## Begin

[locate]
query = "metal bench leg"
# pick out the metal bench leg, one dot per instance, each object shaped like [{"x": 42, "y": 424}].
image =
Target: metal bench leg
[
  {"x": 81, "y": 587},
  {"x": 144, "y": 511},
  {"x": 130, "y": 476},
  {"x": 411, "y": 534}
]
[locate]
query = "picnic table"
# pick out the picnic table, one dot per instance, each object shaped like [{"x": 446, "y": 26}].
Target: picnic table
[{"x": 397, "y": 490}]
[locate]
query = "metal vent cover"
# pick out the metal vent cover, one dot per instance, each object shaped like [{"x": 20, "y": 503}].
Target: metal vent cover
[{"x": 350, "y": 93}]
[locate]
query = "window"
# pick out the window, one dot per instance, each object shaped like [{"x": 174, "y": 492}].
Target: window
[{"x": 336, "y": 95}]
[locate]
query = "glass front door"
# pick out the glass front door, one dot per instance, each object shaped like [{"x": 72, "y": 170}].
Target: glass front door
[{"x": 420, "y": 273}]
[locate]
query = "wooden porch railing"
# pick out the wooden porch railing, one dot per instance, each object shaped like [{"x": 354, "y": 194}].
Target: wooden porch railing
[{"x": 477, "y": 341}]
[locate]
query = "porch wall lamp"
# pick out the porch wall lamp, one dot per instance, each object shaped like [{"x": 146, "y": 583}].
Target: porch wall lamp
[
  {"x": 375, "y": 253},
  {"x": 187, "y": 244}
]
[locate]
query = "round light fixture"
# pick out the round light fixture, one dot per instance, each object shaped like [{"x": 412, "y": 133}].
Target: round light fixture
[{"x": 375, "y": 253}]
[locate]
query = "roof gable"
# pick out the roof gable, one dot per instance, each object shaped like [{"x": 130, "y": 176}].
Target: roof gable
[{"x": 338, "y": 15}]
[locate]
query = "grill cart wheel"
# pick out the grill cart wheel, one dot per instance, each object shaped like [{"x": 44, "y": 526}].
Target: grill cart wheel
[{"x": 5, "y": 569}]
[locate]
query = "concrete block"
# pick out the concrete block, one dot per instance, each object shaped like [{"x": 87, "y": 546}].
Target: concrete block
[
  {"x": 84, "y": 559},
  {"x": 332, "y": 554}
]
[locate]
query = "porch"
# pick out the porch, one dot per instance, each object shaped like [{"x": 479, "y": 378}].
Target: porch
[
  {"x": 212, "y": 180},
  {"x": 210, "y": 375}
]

## End

Task description -> Reproduce the listing in full. Keep it exactly as written.

Right answer ->
[locate]
query = "metal bench leg"
# pick out the metal bench leg, one dot per instance, each object shaped like [{"x": 42, "y": 424}].
image =
Target: metal bench leg
[
  {"x": 81, "y": 587},
  {"x": 144, "y": 511},
  {"x": 130, "y": 476},
  {"x": 411, "y": 534}
]
[locate]
query = "picnic table"
# pick out the picnic table, one dot per instance, each object shaped like [{"x": 446, "y": 26}].
Target: picnic table
[{"x": 397, "y": 490}]
[locate]
query = "metal vent cover"
# pick out the metal vent cover, one dot per instance, each object shaped like [{"x": 20, "y": 503}].
Target: metal vent cover
[{"x": 350, "y": 93}]
[locate]
query = "window"
# pick out the window, one dot per instance, each object shaped like [{"x": 174, "y": 492}].
Target: window
[{"x": 336, "y": 95}]
[locate]
query = "glass front door"
# pick out the glass front door, one dot per instance, each object shaped like [{"x": 72, "y": 170}].
Target: glass front door
[{"x": 420, "y": 273}]
[locate]
query = "wooden porch railing"
# pick out the wooden porch railing, one dot per instance, each object shaped like [{"x": 354, "y": 194}].
Target: wooden porch railing
[{"x": 477, "y": 341}]
[locate]
query = "porch wall lamp"
# pick out the porch wall lamp, one dot per instance, each object shaped like [{"x": 146, "y": 583}].
Target: porch wall lamp
[
  {"x": 375, "y": 253},
  {"x": 187, "y": 244}
]
[locate]
query = "round light fixture"
# pick out the round light fixture, one dot per instance, each object shaped like [{"x": 412, "y": 133}].
Target: round light fixture
[{"x": 375, "y": 253}]
[locate]
query = "roof gable"
# pick out the roof gable, one dot per instance, each object shaped like [{"x": 130, "y": 176}].
Target: roof gable
[{"x": 338, "y": 15}]
[locate]
query = "grill cart wheel"
# pick out the grill cart wheel, one dot per instance, each object shaped like [{"x": 44, "y": 526}].
Target: grill cart wheel
[{"x": 5, "y": 569}]
[locate]
query = "concrete block"
# pick out the concrete block, one dot per instance, each object shaped like [{"x": 87, "y": 546}].
Target: concrete block
[
  {"x": 84, "y": 559},
  {"x": 332, "y": 554}
]
[locate]
query = "porch"
# pick out the porch, one dot per instance, each object shaped like [{"x": 479, "y": 378}].
Target: porch
[
  {"x": 212, "y": 180},
  {"x": 210, "y": 375}
]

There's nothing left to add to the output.